__AIM__
Report each line in the rows below that contains the word "wall". Case matters.

__DATASET EXTRACT__
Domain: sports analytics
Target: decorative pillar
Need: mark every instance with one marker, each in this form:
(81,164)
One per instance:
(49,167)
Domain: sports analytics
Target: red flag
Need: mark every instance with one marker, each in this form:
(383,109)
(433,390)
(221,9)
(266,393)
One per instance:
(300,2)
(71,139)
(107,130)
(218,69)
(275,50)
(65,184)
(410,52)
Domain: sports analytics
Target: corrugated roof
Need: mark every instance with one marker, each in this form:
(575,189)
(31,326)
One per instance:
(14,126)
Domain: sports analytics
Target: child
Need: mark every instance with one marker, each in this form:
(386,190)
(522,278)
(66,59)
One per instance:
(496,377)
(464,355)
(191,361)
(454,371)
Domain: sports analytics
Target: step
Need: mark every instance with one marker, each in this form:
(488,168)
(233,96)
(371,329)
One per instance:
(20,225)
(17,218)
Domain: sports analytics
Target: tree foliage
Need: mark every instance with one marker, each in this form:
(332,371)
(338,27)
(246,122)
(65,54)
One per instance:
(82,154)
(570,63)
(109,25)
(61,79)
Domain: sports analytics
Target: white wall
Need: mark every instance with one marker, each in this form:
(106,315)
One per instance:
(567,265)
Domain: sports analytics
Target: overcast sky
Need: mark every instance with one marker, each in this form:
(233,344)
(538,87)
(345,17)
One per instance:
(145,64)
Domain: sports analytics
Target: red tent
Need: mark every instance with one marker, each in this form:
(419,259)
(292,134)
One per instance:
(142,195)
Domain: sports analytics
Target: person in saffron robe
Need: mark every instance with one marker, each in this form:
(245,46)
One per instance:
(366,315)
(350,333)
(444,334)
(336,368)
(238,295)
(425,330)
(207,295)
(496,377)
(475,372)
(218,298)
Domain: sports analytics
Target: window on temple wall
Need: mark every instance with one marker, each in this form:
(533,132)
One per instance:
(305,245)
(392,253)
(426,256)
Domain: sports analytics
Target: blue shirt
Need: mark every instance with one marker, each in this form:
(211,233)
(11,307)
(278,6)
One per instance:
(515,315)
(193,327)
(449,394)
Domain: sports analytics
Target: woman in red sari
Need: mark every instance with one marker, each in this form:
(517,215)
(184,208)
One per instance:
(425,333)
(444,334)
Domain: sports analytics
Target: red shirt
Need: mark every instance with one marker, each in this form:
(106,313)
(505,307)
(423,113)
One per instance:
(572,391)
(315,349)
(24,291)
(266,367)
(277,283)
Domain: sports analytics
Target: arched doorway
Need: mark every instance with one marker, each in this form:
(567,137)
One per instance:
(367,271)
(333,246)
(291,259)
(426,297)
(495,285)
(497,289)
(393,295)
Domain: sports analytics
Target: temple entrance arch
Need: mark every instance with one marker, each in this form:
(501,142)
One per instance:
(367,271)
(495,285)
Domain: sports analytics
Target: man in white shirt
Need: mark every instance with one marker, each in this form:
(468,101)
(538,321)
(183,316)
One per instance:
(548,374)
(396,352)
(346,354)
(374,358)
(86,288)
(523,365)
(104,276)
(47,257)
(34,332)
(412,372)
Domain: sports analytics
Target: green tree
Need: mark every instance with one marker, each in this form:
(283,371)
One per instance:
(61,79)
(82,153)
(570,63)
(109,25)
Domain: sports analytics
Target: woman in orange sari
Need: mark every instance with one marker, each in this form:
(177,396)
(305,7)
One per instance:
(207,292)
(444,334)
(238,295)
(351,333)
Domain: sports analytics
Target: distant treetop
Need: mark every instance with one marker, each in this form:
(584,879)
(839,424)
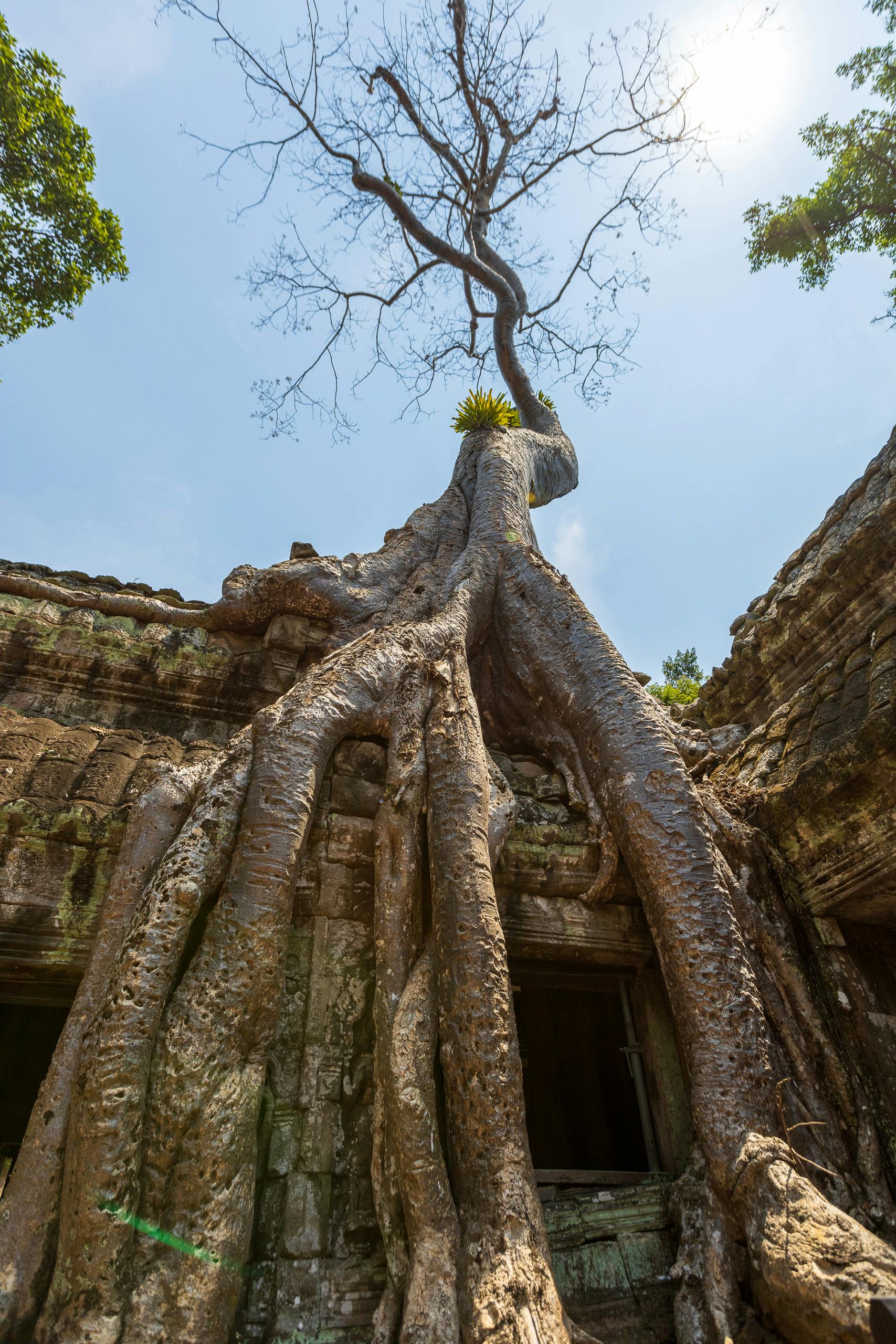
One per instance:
(683,679)
(54,238)
(853,209)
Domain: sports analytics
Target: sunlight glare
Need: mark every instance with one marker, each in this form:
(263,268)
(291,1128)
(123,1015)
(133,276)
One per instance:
(745,81)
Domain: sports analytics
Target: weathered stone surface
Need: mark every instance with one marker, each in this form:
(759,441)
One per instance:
(801,725)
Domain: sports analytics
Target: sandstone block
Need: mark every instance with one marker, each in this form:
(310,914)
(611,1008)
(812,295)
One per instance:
(284,1143)
(288,634)
(350,841)
(366,760)
(354,796)
(336,891)
(305,1215)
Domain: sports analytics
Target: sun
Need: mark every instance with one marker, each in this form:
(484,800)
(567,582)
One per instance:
(745,80)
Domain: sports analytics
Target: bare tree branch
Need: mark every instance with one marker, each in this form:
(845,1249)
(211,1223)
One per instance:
(436,147)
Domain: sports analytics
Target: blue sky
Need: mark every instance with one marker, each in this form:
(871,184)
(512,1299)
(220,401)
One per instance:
(128,441)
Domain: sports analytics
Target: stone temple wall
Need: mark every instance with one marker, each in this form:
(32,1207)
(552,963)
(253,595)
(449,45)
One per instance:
(89,707)
(805,705)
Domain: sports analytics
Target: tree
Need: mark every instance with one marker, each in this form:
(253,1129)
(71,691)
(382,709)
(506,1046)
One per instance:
(54,238)
(455,629)
(683,678)
(853,209)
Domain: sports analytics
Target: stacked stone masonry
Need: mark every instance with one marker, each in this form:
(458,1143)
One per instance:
(798,728)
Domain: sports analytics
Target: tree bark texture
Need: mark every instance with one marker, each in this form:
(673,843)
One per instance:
(152,1100)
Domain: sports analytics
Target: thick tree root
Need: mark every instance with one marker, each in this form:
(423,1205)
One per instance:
(815,1268)
(431,1296)
(29,1242)
(166,1055)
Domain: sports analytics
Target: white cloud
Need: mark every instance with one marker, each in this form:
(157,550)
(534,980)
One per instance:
(573,550)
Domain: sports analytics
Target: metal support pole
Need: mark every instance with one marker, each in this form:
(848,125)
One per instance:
(636,1067)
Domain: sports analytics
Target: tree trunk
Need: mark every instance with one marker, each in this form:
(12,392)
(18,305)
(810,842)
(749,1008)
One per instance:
(151,1105)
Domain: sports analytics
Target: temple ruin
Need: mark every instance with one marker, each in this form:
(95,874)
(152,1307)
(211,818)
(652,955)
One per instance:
(797,730)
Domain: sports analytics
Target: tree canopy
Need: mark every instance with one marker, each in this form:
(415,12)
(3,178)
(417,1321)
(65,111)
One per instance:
(853,209)
(437,148)
(683,678)
(56,239)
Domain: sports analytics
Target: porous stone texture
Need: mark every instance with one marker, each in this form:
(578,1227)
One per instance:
(797,731)
(810,680)
(89,707)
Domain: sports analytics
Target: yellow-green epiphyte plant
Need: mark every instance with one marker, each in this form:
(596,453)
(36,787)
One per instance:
(487,409)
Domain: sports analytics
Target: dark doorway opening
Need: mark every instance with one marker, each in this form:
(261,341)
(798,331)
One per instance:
(29,1037)
(581,1101)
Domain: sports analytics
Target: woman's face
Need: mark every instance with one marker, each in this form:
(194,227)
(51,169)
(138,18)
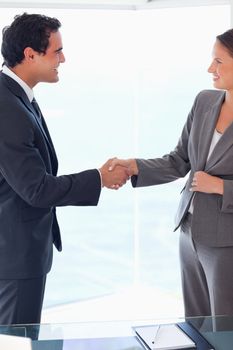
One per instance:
(221,67)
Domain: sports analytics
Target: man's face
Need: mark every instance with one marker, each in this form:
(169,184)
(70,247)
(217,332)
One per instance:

__ANSWER TO THE EXERCISE__
Target: white wall
Target: window on temple wall
Target: stone temple wall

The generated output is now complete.